(Records excerpted from a collection)

*-*-*

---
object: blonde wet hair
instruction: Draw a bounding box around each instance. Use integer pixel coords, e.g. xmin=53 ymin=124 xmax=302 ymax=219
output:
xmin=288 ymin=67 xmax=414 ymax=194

*-*-*

■ Stated goal:
Pull every line out of the records above and reproduce each one verbatim.

■ Reply to the task:
---
object: blonde wet hair
instruction: Draw a bounding box around each instance. Use integer pixel coords, e.g. xmin=53 ymin=124 xmax=302 ymax=219
output:
xmin=288 ymin=67 xmax=414 ymax=194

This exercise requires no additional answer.